▶ _TASK BRIEF_
From the line that includes "Can you find the white n95" to the last line of the data, quote each line precisely; both boundary lines belong in the answer.

== TASK INPUT ==

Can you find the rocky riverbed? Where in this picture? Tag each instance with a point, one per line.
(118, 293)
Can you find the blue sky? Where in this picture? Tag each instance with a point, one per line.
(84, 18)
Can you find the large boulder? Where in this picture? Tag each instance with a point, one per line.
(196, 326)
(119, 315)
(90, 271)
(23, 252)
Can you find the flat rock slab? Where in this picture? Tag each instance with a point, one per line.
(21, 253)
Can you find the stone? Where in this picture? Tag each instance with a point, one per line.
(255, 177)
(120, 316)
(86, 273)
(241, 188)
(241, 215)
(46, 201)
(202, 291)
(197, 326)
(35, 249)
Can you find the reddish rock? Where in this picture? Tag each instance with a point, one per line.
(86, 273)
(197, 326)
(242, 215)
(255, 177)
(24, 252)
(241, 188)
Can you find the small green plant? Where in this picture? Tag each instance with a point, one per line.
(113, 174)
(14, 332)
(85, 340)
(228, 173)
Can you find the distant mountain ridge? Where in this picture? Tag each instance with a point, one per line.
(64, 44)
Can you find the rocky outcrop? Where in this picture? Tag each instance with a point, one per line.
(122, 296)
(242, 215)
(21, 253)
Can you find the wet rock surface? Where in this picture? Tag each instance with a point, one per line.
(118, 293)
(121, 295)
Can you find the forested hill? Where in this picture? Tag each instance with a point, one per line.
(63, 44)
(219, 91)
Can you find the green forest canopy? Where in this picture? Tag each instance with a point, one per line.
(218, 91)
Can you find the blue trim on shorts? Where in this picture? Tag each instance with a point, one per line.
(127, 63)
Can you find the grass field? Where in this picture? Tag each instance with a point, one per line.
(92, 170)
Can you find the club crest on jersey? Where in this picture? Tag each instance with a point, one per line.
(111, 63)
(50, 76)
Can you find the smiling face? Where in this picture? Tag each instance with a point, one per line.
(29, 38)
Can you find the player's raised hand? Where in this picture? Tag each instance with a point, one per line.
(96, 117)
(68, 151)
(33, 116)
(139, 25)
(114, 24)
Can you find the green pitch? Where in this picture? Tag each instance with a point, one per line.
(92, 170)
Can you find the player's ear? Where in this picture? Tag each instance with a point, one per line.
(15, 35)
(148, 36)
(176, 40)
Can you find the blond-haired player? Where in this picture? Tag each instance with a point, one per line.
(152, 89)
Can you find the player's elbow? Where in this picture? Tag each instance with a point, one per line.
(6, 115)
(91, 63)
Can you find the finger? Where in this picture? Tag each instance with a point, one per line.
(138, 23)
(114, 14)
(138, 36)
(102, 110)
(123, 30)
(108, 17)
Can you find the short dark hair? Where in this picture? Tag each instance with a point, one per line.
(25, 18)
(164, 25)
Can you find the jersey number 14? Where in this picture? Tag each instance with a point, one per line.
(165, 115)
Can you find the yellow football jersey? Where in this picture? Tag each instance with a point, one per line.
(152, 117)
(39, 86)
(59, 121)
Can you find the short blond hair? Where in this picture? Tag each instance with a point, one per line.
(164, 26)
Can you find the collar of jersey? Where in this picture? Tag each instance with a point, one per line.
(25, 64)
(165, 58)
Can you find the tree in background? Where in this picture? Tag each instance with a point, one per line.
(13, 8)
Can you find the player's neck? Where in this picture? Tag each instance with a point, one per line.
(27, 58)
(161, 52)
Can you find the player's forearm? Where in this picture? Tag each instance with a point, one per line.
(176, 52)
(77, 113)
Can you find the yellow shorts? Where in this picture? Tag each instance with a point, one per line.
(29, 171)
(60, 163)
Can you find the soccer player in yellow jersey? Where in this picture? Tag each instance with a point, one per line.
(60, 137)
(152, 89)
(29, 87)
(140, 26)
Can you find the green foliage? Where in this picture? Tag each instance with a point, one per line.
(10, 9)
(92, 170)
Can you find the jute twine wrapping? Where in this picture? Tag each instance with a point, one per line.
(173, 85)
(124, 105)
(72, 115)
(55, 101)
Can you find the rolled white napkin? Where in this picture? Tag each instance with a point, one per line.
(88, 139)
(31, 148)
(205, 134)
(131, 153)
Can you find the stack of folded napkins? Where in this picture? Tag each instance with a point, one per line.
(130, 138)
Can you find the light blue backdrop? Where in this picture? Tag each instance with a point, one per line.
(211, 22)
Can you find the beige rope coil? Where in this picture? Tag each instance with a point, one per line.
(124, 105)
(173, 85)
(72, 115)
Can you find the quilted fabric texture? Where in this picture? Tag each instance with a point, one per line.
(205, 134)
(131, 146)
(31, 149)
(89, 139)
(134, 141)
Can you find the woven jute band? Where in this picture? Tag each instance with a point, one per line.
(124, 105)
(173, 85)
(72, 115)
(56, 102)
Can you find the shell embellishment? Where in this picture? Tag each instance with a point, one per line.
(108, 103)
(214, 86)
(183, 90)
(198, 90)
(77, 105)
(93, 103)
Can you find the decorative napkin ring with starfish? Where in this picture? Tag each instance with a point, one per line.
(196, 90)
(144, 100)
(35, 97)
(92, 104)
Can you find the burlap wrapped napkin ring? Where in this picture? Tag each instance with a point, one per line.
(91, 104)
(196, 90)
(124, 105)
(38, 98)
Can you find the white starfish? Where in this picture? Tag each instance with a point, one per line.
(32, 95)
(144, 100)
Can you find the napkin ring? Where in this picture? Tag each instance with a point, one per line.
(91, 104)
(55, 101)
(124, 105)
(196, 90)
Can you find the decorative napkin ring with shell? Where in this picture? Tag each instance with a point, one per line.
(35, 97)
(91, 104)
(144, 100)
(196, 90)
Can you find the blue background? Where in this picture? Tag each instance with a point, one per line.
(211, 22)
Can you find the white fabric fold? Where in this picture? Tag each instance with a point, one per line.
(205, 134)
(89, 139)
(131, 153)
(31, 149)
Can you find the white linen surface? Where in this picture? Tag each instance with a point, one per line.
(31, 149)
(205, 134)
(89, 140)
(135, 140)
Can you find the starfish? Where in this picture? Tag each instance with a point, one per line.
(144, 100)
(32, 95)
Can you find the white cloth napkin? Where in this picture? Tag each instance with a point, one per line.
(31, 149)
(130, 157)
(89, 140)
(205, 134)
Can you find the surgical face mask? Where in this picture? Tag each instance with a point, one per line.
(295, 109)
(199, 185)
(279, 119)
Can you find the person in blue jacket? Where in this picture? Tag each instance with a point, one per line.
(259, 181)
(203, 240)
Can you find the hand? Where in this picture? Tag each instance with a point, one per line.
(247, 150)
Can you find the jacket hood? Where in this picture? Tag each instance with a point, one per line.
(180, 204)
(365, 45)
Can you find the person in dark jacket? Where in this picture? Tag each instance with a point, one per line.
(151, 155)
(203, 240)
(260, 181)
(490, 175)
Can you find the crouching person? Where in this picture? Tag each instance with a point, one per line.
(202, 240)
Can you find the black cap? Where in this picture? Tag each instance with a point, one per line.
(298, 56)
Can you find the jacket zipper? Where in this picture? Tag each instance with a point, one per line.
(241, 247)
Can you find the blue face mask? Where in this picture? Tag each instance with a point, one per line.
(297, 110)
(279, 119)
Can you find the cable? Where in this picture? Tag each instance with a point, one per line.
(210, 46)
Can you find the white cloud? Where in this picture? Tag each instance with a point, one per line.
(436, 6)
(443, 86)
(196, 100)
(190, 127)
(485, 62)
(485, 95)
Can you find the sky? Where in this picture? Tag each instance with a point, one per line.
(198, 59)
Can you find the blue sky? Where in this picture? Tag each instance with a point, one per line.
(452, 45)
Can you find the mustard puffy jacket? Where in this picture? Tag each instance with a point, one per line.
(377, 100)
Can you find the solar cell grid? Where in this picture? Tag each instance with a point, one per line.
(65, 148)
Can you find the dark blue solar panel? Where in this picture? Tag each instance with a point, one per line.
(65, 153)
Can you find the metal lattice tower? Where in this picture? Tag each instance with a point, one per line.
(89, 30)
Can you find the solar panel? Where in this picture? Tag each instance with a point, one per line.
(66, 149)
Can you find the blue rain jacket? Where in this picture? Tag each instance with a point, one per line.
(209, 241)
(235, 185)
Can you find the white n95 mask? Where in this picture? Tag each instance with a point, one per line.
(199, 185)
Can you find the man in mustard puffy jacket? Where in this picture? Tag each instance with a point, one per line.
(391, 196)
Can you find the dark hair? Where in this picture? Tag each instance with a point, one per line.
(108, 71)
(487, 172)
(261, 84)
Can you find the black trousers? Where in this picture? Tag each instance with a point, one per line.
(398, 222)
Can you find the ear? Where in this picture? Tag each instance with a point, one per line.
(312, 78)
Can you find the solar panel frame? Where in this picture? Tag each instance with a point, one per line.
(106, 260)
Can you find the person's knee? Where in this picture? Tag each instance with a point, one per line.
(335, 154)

===

▶ _CORRECT ANSWER_
Can you find the white n95 mask? Where in this picture? Tag each instance with a point, one per line.
(199, 185)
Can you find the man in mustard puffy jacket? Where in this picture? Tag each instance with a point, one per line.
(391, 196)
Can you find the dark hair? Where in this picture? Tag each instance with a point, one per line.
(108, 71)
(487, 172)
(261, 84)
Can you find the black trousers? Where in this picture? Tag each instance with a point, one per line.
(398, 222)
Can you find the ear? Where in this picture? Tag each instance with a point, one per line.
(312, 78)
Can you find the solar panel frame? Where in this picture? Tag each instance with a point, one per line.
(106, 260)
Can you find the person's knee? Where in this picture? Tag each instance with a point, one per line.
(335, 154)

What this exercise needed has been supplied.